[DATA LINES]
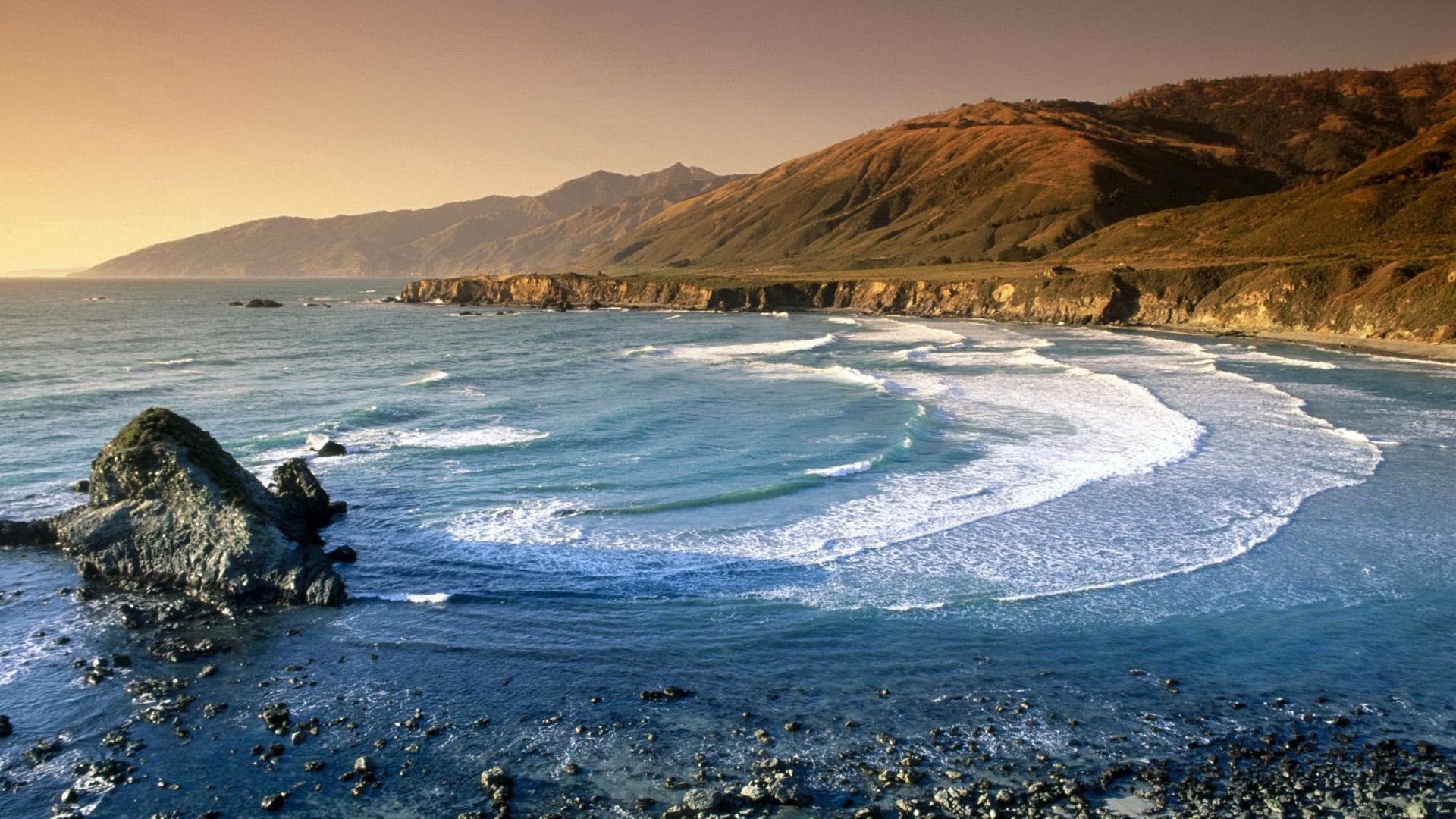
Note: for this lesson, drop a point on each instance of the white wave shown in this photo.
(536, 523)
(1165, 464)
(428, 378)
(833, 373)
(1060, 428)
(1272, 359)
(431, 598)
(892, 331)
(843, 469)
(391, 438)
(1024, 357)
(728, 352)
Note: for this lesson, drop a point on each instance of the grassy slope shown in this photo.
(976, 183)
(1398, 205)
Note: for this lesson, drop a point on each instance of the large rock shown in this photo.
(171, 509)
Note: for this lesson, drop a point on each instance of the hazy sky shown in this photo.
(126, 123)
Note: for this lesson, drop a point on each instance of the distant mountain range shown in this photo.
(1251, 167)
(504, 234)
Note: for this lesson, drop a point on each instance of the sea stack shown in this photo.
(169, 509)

* * *

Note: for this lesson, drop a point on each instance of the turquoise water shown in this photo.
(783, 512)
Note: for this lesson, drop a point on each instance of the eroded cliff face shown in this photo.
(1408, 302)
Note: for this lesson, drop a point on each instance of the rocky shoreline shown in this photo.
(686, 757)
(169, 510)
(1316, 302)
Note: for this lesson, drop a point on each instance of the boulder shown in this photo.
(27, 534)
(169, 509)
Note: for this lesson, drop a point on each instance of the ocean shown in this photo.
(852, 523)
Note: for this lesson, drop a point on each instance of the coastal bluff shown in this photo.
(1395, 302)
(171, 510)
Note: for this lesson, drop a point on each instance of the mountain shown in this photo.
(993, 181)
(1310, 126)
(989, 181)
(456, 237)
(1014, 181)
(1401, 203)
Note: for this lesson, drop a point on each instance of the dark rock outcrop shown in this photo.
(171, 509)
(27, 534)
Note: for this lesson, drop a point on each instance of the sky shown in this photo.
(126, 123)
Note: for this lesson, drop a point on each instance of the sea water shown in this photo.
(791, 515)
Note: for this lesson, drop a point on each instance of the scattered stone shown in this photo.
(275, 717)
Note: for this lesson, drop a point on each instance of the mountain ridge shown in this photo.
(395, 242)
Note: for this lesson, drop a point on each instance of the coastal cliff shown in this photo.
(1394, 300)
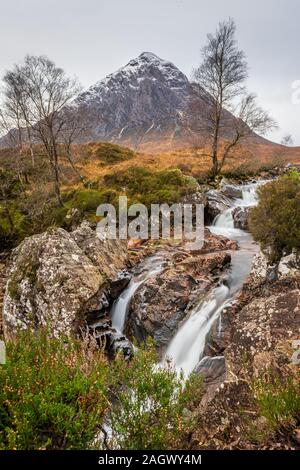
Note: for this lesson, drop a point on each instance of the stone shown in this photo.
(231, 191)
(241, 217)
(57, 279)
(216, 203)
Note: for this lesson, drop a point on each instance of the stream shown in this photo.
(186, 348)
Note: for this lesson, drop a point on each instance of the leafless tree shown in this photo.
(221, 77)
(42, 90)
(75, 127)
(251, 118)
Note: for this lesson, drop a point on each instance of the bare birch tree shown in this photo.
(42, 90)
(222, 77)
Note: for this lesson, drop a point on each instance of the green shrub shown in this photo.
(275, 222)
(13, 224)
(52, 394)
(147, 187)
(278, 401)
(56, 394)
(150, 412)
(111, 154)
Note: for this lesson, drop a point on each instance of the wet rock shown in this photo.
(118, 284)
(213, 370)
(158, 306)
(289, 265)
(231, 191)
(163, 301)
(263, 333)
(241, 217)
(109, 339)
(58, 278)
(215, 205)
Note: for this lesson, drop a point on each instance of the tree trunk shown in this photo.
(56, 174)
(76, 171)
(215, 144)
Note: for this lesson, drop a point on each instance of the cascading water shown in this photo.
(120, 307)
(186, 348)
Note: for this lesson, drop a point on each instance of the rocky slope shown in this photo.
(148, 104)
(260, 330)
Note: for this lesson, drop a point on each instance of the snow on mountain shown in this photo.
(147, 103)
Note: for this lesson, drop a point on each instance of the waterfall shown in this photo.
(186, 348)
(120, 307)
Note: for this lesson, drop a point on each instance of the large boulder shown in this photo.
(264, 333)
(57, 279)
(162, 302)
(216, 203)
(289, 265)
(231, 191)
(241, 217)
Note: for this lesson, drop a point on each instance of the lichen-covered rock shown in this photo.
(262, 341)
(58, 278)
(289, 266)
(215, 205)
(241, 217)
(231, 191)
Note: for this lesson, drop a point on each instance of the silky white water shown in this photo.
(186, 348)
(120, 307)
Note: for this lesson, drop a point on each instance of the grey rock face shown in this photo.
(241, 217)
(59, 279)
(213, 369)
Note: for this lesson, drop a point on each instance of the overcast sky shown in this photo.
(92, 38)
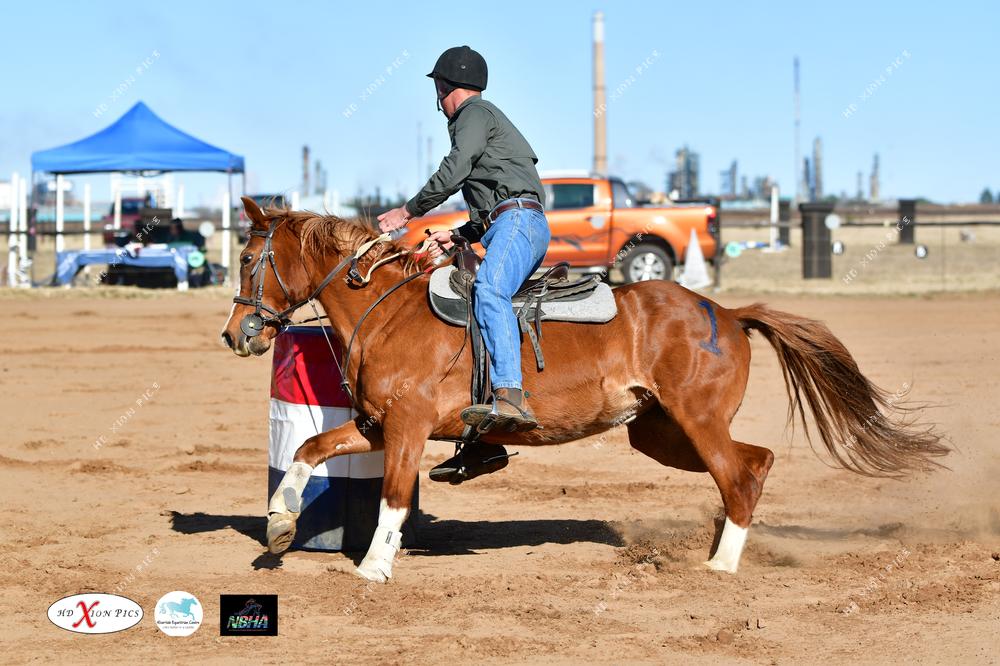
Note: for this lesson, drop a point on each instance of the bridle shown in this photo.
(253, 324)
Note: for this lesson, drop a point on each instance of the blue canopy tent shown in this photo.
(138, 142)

[SHORT TASK]
Collect every line in the rows above that contains the string "cliff". Case matters.

[EXERCISE SOLUTION]
Note: for this lesson, drop a point on each instance of the eroded cliff face shown in this photo.
Note: for this lesson, drop a point on each instance of the coastal cliff shown in this photo.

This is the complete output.